-- Assignment --
Could you carry the news report on Mandelson's arrest forward from its final paragraph?
*** Opening of Text block ***
Both Mandelson and Andrew Mountbatten-Windsor, the former Prince Andrew, are suspected of improperly passing U.K. government information to the disgraced U.S. financier, and the high-profile British arrests are some of the most dramatic fallout from the trove of more than 3 million pages of Epstein-related documents released last month by the U.S. Justice Department.
Police are investigating Mandelson over claims he passed sensitive government information to Epstein a decade and a half ago. He does not face allegations of sexual misconduct.
His arrest came four days after Mountbatten-Windsor was arrested in a separate case on suspicion of a similar offense related to his friendship with Epstein. He was released after 11 hours in custody while the police investigation continues.
Mandelson served in senior government roles under previous Labour governments and was U.K. ambassador to Washington until Prime Minister Keir Starmer fired him in September after emails were published showing that he maintained a friendship with Epstein after the financier’s 2008 conviction for sex offenses involving a minor.
The files released in January contained more explosive revelations about Mandelson's ties to Epstein, whom he once called “my best pal.”
Messages suggest that Mandelson passed on sensitive — and potentially market-moving — government information to Epstein in 2009, when Mandelson was a senior minister in the British government. That includes an internal government report discussing ways the U.K. could raise money after the 2008 global financial crisis, including by selling off government assets. Mandelson also appears to have told Epstein he would lobby other members of the government to reduce a tax on bankers’ bonuses.
*** Close of Text block ***
*** Opening of Dataset content ***
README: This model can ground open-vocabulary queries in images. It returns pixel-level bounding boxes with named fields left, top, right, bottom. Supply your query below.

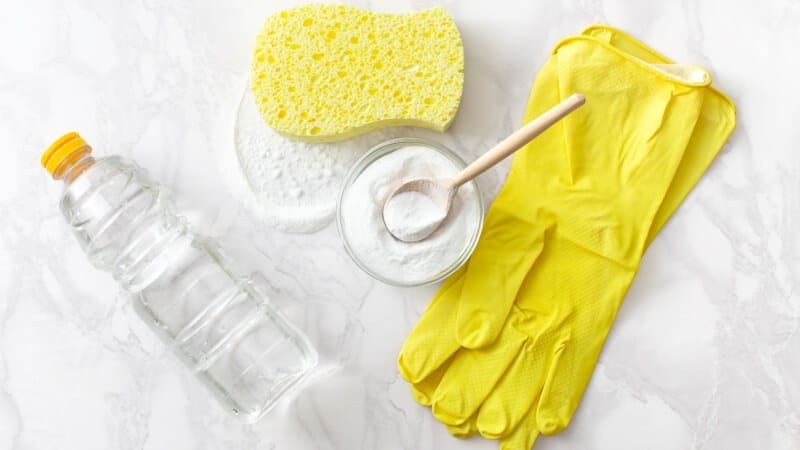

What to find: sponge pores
left=251, top=5, right=464, bottom=142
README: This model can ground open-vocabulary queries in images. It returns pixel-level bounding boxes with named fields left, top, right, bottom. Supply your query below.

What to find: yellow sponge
left=251, top=5, right=464, bottom=142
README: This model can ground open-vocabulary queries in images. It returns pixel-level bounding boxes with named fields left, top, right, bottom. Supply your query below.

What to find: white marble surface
left=0, top=0, right=800, bottom=450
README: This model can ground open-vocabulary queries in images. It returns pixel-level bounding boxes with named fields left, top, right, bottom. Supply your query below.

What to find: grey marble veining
left=0, top=0, right=800, bottom=450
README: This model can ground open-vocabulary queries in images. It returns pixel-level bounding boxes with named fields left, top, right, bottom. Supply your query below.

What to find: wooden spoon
left=382, top=94, right=586, bottom=242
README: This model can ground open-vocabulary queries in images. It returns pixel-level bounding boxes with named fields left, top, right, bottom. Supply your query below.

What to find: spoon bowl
left=381, top=178, right=457, bottom=242
left=381, top=94, right=586, bottom=242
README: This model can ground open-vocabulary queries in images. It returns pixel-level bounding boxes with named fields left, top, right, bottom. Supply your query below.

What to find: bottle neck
left=53, top=152, right=95, bottom=184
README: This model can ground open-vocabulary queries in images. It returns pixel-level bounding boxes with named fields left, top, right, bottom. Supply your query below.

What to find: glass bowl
left=336, top=138, right=484, bottom=287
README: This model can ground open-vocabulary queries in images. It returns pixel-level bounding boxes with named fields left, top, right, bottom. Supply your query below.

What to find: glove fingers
left=458, top=211, right=544, bottom=349
left=411, top=355, right=455, bottom=406
left=432, top=327, right=526, bottom=425
left=478, top=339, right=547, bottom=439
left=397, top=271, right=464, bottom=383
left=500, top=403, right=539, bottom=450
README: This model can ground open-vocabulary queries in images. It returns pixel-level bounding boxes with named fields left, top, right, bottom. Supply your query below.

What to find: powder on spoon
left=383, top=191, right=447, bottom=242
left=339, top=145, right=483, bottom=285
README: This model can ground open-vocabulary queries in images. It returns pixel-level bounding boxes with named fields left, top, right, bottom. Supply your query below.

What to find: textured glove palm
left=399, top=27, right=733, bottom=448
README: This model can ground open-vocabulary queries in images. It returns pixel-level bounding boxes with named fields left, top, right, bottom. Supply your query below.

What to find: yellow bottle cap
left=41, top=131, right=92, bottom=178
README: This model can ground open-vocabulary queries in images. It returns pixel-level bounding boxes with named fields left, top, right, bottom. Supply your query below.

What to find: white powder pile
left=383, top=191, right=446, bottom=242
left=341, top=146, right=482, bottom=284
left=230, top=86, right=392, bottom=233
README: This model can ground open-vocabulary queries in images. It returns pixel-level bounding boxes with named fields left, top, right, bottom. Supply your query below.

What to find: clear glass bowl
left=336, top=138, right=484, bottom=287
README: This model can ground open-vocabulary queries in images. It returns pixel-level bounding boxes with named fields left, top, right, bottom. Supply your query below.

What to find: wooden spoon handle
left=450, top=94, right=586, bottom=189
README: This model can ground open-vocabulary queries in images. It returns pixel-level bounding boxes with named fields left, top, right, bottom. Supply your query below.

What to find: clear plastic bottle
left=42, top=132, right=317, bottom=422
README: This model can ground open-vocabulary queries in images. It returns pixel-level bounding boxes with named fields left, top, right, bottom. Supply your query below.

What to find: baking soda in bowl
left=338, top=139, right=483, bottom=286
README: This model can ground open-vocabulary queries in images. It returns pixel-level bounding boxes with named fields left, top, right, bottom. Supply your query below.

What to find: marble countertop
left=0, top=0, right=800, bottom=450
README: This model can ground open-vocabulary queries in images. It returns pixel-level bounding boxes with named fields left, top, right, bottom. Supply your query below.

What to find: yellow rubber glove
left=399, top=27, right=733, bottom=448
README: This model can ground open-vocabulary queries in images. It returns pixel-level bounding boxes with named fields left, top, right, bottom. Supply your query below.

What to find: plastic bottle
left=41, top=132, right=317, bottom=422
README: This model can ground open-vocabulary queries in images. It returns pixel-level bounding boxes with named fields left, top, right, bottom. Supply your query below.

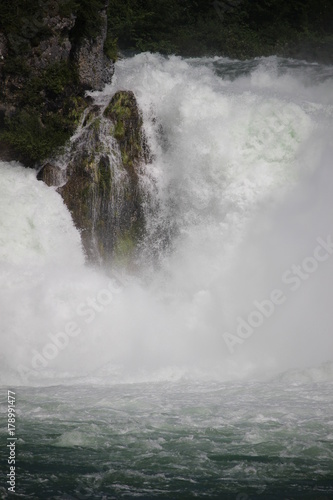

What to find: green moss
left=98, top=156, right=111, bottom=195
left=0, top=109, right=71, bottom=163
left=104, top=33, right=118, bottom=61
left=113, top=230, right=137, bottom=266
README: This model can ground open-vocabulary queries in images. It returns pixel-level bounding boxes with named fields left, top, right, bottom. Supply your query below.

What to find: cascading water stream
left=0, top=54, right=333, bottom=384
left=0, top=54, right=333, bottom=500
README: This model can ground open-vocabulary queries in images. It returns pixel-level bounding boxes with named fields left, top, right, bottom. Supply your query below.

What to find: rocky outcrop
left=39, top=91, right=150, bottom=265
left=0, top=0, right=112, bottom=166
left=74, top=7, right=113, bottom=90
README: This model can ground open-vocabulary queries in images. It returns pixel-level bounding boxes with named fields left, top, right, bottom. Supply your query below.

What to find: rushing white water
left=0, top=54, right=333, bottom=385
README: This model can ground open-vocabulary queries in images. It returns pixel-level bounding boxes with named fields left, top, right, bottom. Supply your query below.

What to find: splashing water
left=0, top=54, right=333, bottom=385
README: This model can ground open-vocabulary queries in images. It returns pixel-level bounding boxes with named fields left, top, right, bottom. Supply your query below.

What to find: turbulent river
left=0, top=54, right=333, bottom=500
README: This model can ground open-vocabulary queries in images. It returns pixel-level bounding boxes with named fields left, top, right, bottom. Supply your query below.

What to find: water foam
left=0, top=54, right=332, bottom=384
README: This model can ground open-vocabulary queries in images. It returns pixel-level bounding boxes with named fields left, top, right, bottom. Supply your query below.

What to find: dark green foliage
left=1, top=109, right=70, bottom=162
left=109, top=0, right=333, bottom=58
left=0, top=62, right=86, bottom=164
left=71, top=0, right=106, bottom=40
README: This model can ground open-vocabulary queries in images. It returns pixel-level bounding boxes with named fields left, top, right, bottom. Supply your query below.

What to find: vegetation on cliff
*** Close of Dataset content ***
-- Exercise answer --
British police launched a criminal probe earlier this month and searched Mandelson’s two houses in London and western England.
The decision to appoint Mandelson nearly cost Starmer his job earlier this month, as questions swirled around his judgment about someone who has flirted with controversy during a decades-long political career.
Though he acknowledged he made a mistake and apologized to victims of Epstein, Starmer’s position remains precarious. His future may rest on the release of files connected to Mandelson’s appointment. The government has pledged to begin releasing those documents in early March, though the timeline may be complicated by his arrest.
Mandelson has been a major, if contentious, figure in the center-left Labour Party for decades. He is a skilled — critics say ruthless — political operator whose mastery of political intrigue earned him the nickname “Prince of Darkness.”
The grandson of former Labour Cabinet minister Herbert Morrison, he was an architect of the party’s return to power in 1997 as centrist, modernizing “New Labour” under Prime Minister Tony Blair.
Mandelson served in senior government posts under Blair between 1997 and 2001, and under Prime Minister Gordon Brown from 2008 to 2010. In between, he was the European Union’s trade commissioner. Brown has been particularly angered by the revelations and has been helping police with their inquiries.
Mandelson twice had to resign from government during the Blair administration over allegations of financial or ethical impropriety, acknowledging mistakes but denying wrongdoing.
He later returned to government and was back on the political front line when Starmer named him ambassador to Washington at the start of U.S. President Donald Trump’s second term. Mandelson’s trade expertise and comfort around the ultra-rich were considered major assets. He helped secure a trade deal in May that spared Britain some of the tariffs Trump has imposed on countries around the world.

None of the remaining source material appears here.